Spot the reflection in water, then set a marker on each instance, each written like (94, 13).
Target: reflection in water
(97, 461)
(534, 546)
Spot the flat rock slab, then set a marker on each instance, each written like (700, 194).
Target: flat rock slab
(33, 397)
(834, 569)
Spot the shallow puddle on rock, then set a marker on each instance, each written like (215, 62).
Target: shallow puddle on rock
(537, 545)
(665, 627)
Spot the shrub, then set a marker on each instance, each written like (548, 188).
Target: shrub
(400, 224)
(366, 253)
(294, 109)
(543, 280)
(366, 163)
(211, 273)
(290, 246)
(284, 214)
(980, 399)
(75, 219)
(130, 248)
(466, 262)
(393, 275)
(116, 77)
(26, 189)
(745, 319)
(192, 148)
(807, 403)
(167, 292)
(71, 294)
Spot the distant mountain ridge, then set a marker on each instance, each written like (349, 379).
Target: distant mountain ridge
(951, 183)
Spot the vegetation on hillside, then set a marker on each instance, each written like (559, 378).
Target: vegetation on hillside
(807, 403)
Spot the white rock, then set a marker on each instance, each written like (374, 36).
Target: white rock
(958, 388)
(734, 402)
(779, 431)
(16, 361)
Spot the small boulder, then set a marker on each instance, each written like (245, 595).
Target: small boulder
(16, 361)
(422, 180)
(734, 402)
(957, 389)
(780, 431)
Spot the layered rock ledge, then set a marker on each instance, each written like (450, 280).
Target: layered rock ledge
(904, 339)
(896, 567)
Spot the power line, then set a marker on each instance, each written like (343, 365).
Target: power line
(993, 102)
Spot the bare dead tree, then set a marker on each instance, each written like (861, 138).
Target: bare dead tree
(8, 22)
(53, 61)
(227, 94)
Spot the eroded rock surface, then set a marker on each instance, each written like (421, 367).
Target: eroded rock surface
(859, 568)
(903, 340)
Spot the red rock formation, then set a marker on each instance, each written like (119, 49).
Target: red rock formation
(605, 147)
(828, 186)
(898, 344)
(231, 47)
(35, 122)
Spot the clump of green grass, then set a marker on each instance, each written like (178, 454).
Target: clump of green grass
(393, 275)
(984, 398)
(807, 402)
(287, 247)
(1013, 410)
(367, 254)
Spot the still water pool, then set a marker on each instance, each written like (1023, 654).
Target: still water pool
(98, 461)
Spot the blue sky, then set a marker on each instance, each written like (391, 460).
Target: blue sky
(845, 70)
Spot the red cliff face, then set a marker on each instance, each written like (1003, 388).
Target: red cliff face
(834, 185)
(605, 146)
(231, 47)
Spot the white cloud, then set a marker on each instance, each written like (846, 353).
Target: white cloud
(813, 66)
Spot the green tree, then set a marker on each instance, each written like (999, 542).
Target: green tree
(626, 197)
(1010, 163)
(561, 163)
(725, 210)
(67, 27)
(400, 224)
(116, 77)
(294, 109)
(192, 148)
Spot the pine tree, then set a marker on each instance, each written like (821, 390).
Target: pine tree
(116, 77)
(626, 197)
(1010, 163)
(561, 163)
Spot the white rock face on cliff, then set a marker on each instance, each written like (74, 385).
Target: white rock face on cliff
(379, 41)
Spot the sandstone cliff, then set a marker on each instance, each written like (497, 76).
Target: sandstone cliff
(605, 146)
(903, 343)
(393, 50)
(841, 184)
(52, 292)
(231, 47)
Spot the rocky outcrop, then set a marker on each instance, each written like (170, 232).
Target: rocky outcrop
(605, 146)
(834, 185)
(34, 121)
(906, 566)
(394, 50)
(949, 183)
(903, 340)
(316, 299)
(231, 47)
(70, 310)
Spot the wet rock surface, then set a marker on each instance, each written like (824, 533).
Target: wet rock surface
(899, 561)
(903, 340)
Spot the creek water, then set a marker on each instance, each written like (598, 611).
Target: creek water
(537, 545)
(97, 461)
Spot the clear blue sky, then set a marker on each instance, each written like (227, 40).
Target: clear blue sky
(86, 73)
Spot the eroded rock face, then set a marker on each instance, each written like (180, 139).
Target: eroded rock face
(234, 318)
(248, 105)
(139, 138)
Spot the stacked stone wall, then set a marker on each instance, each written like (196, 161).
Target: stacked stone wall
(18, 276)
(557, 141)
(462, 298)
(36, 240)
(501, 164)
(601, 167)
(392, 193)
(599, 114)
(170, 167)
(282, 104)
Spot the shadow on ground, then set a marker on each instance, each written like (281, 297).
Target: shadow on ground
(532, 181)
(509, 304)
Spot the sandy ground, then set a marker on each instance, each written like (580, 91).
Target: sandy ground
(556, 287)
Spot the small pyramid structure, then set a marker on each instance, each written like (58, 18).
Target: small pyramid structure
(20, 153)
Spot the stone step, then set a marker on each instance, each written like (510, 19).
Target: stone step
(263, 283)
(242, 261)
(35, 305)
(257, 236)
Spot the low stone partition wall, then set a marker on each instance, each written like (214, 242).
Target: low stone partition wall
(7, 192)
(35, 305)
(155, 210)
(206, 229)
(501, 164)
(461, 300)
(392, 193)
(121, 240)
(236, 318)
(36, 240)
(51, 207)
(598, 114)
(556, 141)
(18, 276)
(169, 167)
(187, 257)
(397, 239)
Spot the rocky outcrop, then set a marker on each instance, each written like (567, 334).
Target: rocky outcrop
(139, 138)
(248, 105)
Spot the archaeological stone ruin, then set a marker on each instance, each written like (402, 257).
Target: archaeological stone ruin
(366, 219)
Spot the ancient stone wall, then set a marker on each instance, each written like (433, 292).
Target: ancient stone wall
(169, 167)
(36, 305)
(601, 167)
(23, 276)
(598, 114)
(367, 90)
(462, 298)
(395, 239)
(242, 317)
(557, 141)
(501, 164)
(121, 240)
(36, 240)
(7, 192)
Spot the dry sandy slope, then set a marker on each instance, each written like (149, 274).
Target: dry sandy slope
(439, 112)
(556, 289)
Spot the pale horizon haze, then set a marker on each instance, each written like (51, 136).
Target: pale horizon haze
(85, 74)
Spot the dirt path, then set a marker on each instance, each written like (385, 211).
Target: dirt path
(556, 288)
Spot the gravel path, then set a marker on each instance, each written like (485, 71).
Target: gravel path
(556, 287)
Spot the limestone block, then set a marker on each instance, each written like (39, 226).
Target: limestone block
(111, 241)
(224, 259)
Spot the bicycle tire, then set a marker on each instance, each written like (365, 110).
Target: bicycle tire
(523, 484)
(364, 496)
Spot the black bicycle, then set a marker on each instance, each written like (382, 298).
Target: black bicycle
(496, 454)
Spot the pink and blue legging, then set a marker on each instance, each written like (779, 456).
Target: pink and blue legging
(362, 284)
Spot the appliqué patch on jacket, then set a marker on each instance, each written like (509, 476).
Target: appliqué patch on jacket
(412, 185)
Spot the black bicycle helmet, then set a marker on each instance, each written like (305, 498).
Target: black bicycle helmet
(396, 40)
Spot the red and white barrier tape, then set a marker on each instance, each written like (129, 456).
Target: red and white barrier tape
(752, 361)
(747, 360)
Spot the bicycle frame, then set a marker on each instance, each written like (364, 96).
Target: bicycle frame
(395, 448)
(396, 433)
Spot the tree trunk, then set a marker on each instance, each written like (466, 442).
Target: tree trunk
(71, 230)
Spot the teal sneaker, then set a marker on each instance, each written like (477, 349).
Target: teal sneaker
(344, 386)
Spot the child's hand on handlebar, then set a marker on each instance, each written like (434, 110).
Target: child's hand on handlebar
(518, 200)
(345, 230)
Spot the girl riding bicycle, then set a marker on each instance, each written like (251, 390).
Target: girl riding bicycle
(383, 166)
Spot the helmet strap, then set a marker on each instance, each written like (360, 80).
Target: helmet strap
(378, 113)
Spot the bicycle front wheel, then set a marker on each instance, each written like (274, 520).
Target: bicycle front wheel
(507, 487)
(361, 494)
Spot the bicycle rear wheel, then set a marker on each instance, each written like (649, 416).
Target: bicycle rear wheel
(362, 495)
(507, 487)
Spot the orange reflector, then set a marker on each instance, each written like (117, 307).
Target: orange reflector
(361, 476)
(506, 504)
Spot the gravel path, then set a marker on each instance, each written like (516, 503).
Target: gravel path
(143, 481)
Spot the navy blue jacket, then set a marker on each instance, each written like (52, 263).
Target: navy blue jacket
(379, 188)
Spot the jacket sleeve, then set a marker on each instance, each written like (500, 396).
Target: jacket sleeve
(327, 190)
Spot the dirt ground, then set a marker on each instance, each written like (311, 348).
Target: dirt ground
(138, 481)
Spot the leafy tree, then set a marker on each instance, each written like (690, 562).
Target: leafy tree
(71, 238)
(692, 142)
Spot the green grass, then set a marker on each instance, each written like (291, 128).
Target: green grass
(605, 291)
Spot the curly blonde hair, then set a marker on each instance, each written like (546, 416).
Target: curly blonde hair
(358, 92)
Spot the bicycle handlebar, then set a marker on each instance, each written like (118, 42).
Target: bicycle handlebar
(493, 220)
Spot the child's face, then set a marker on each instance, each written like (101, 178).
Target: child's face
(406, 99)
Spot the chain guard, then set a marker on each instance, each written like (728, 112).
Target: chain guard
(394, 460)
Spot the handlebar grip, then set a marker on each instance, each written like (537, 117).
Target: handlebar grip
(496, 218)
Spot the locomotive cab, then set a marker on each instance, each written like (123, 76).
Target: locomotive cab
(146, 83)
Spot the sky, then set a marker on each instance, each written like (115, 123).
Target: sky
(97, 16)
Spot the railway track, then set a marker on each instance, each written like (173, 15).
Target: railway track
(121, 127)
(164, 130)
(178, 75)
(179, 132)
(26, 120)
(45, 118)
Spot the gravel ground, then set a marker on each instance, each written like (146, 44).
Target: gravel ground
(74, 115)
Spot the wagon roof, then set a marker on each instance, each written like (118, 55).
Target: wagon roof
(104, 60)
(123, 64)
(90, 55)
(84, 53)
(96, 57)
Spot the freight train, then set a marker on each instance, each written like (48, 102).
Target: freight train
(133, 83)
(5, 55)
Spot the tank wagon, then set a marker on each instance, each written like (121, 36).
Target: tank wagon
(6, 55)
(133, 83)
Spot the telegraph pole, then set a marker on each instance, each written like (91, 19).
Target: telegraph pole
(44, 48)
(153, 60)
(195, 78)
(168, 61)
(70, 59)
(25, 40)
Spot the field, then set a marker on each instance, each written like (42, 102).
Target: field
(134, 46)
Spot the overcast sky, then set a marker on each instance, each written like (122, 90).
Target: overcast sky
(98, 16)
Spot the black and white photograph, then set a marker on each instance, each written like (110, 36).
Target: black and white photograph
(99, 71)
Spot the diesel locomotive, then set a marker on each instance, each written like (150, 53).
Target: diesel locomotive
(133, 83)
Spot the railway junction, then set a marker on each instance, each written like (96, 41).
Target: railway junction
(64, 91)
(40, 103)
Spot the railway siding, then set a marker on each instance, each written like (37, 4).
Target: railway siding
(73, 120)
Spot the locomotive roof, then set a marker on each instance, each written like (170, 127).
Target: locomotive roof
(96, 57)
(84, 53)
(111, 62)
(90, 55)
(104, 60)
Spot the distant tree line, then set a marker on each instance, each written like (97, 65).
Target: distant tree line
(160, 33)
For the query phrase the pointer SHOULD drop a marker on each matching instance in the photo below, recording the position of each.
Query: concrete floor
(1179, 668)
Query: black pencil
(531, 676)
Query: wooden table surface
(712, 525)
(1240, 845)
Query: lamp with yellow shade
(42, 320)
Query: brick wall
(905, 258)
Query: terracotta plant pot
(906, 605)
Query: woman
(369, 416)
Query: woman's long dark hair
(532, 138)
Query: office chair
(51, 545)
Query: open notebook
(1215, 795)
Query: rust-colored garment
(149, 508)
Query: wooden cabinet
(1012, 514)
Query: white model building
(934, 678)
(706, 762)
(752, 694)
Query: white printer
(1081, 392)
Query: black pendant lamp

-*-

# What the task requires:
Rewrite the rows from the line containing "Spot the locomotive roof, then" through the last row, inclusive, with every "marker" changed to "pin" and nothing else altered.

# Final answer:
Spot the locomotive roof, then set a pin on each instance, each written like (170, 127).
Target: locomotive roof
(96, 57)
(84, 53)
(111, 62)
(90, 55)
(104, 60)
Spot the distant tree line, then set a pin on each instance, each written like (97, 65).
Target: distant tree line
(160, 33)
For the query phrase the pointer SHOULD drop a pin on each matching instance in the photo below, recording the position of each.
Query: concrete floor
(1179, 668)
Query: black pencil
(531, 676)
Query: wooden table surface
(712, 525)
(1240, 845)
Query: lamp with yellow shade
(42, 320)
Query: brick wall
(905, 258)
Query: terracotta plant pot
(906, 605)
Query: woman
(369, 416)
Query: woman's long dark hair
(532, 138)
Query: office chair
(51, 545)
Query: open notebook
(1215, 795)
Query: rust-colored garment
(149, 508)
Query: wooden cabinet
(1012, 514)
Query: white model building
(934, 678)
(706, 762)
(752, 694)
Query: white printer
(1081, 392)
Query: black pendant lamp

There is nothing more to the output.